That moment appears to have arrived.

May has an open invitation to meet her counterparts who are planning to discuss Brexit at an EU27 leaders’ summit dinner on Wednesday. Downing Street officials on Sunday evening were not able to confirm whether the prime minister would attend.

Technical agreement, then trouble

In Brussels, at least, many had hoped that a tentative deal would be on the table even before the first hors d’oeuvre — a hope that was jarringly dispelled on Sunday, when the EU negotiator, Michel Barnier, announced Sunday evening that talks had hit a wall. His announcement followed an unscheduled face-to-face meeting in Brussels with the British counterpart, Dominic Raab, at which the Brexit secretary raised U.K. objections to a deal that three EU diplomats and one U.K. official said had been agreed tentatively at technical level.

The main sticking point remains the same as it has been for months — a standoff over how to construct a so-called “backstop,” a legal guarantee to prevent the need for a hard border between Ireland and Northern Ireland, if the U.K. and EU fail to agree on a future trade relationship.

# DATA RECORDS
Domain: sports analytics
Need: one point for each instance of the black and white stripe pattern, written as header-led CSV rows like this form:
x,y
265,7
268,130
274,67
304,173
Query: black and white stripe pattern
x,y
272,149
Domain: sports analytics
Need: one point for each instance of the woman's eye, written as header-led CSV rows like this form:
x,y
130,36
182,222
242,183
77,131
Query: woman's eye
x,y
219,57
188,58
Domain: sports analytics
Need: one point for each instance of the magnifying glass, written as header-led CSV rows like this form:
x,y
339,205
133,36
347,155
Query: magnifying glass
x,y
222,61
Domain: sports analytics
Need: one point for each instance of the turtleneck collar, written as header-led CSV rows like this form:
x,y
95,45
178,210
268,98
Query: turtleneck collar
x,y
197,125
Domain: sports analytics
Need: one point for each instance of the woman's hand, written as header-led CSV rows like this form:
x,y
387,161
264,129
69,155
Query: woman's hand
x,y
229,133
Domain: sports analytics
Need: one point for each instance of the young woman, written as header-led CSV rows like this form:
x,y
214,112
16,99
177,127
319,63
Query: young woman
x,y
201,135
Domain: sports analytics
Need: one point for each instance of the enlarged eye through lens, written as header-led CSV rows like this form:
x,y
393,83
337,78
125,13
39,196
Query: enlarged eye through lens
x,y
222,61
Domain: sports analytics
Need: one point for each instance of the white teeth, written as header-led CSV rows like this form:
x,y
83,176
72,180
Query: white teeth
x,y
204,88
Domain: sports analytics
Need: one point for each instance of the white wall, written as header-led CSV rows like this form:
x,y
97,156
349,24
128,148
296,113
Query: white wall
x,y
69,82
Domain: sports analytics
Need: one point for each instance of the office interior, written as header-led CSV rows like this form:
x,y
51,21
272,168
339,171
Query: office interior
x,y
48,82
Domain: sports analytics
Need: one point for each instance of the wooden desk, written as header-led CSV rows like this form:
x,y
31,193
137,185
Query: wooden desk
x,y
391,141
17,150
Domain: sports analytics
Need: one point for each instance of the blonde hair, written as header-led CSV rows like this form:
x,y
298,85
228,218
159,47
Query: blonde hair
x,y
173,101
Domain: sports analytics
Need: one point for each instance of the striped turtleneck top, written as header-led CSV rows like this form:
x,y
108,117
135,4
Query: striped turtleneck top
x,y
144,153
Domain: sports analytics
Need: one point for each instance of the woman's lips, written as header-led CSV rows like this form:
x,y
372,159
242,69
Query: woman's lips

# TASKS TO CARRY OUT
A: Show every line in the rows above that contains the string "young", treating uppercase and lowercase letters as different.
B: Carry on the Brexit news excerpt from the point where it stops.

# RESPONSES
A:
Need: one point for each instance of the young woman, written as header-led CSV rows like this form:
Query: young woman

B:
Reaching a deal on the border issue will require one side — or both — to redraw longstanding redlines in the negotiations, something that Barnier and Raab were clearly not empowered to do on Sunday. For Raab, a phone call with May could suffice. For Barnier, it is more complicated, requiring authorization from the EU27 heads of state and government. Diplomats were on duty throughout the weekend, alert to the possibility of just such a request. It never came.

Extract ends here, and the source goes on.